> **Selected extract**:
* START *
The emotional tangle at the heart of the opera: Sesto (Vesselina Kasarova), Tito (Michael Schade) and Vitellia (Dorothea Röschmann) 
Elīna Garanča's beautiful clear voice seemed a very good fit for Annio, who came across here as earnest, decent and very young; but her restrained style of acting was ever so slightly overshadowed by the intense emoting going on all around her. Of the four leads, the one I had some difficulty with was Michael Schade's Tito. That wasn't due to Schade's performance, which was strong, nor to his voice, which tackled the music with a sensitivity and gentleness that truly fitted the part. But I simply didn't warm to the reading of the character here. In this production Tito's clemency isn't the sign of a wise and benevolent ruler, but of that a man who verges on simplicity. He's out of touch with the world around him, misguidedly determined to win over his people through forgiveness. Trapped in his labyrinthine palace and betrayed by those he loves the most, this Tito is a man-child, protected to some extent by his minder Publio. It's no wonder that more forceful factions have been plotting against him. For me, portraying Tito as a bit of a simpleton undermined some of the power and pathos of the story; but then again, I don't know how other productions have approached his characterisation. Barbara Bonney as Servilia was very enjoyable to listen to but rather overshadowed by the vocal displays of Kasarova and Röschmann; and Luca Pisaroni made a subtle, watchful Publio, with a pleasingly resonant voice; but, like Servilia, Publio doesn't get much of a chance to shine.
* END *
> **Data provided**:
* START *
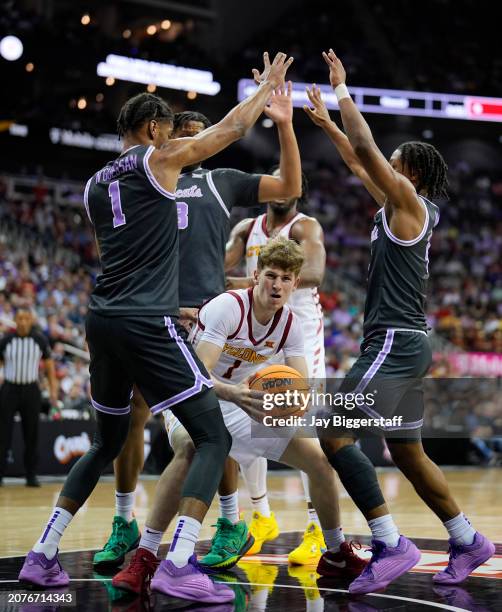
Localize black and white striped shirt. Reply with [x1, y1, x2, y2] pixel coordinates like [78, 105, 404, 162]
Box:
* END *
> **Task instructions**:
Please list every singer named in the opera review above, each with the role they sang.

> **The result**:
Vesselina Kasarova: Sesto
Michael Schade: Tito
Dorothea Röschmann: Vitellia
Elīna Garanča: Annio
Barbara Bonney: Servilia
Luca Pisaroni: Publio